** Opening The data block **

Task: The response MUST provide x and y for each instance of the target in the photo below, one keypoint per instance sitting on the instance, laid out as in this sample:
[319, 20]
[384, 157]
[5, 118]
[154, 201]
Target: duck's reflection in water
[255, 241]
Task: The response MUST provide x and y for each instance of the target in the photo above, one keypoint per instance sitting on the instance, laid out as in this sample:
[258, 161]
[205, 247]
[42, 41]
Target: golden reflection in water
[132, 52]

** Closing The data block **
** Opening The data block **

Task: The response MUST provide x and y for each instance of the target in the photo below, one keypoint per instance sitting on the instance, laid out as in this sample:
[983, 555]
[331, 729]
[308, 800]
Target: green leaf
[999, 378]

** Closing The data block **
** Opening The data block **

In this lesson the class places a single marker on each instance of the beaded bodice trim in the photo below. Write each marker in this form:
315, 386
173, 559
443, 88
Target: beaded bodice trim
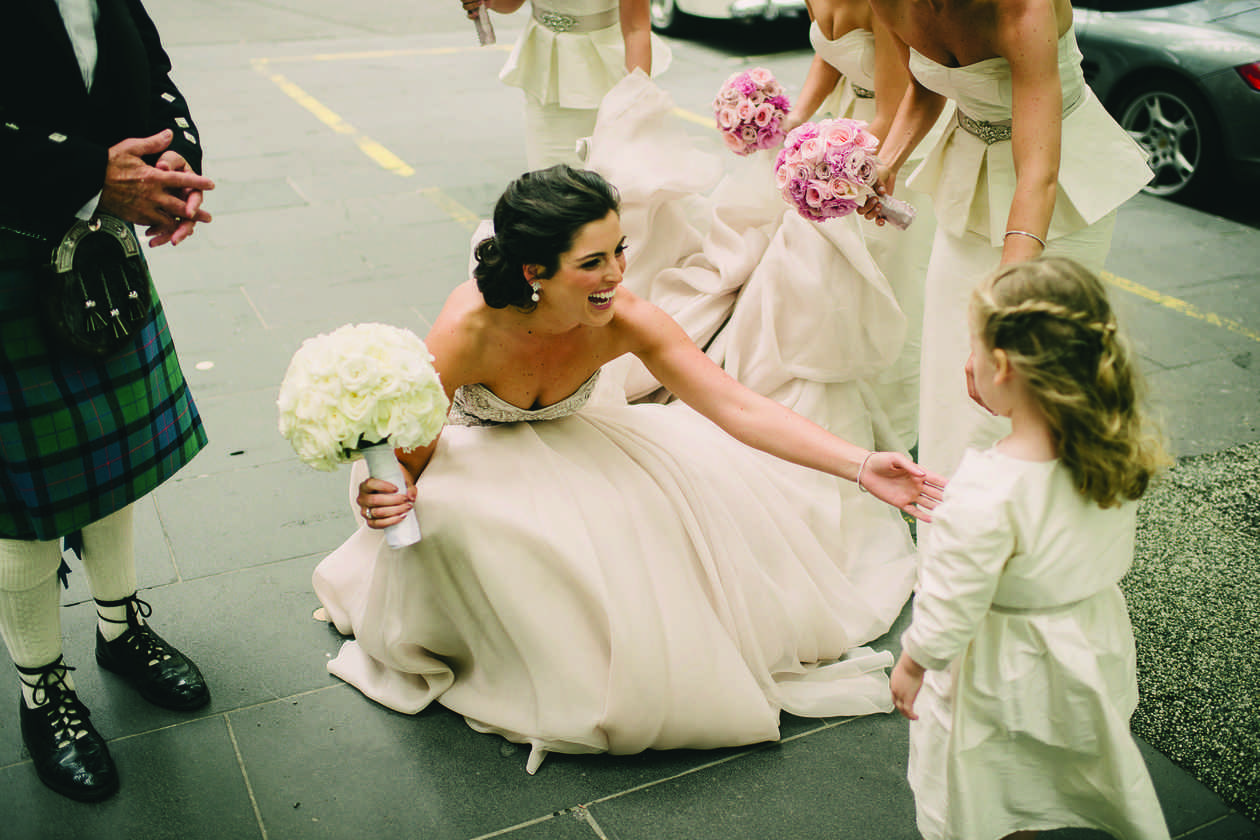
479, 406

** Closing The data block **

§ **Your instructions**
Using the entries above, state how many lines include the word "photo", with no other words.

§ **Output of the task**
4